==== SUPPLIED RECORDS ====
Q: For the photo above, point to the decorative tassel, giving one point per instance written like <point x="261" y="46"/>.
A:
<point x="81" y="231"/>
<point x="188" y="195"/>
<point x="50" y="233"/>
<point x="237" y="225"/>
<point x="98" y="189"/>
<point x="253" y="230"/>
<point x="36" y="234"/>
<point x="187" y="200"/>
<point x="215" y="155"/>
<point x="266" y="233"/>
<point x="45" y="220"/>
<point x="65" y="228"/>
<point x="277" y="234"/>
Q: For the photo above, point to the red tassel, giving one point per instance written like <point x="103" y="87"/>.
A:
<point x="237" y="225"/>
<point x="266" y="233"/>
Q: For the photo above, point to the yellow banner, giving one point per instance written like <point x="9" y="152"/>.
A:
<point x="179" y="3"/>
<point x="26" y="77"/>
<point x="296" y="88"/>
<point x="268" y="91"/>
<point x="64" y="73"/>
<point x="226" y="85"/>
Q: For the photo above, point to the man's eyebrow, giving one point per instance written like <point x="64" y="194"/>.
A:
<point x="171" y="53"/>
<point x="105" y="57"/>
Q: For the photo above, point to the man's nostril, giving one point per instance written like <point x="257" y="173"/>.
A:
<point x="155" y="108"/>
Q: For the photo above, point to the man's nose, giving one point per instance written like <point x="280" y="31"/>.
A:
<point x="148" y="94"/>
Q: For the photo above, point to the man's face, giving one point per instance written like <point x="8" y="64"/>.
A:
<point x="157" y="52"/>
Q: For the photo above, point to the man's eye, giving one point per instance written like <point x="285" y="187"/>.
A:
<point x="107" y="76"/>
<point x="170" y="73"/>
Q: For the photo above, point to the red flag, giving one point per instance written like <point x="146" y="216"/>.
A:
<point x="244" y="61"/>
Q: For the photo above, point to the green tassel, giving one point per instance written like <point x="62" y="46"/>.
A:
====
- [EXERCISE GOAL]
Could you state how many lines of the records contain "photo"? Give the number and nothing else.

- [TASK ANSWER]
10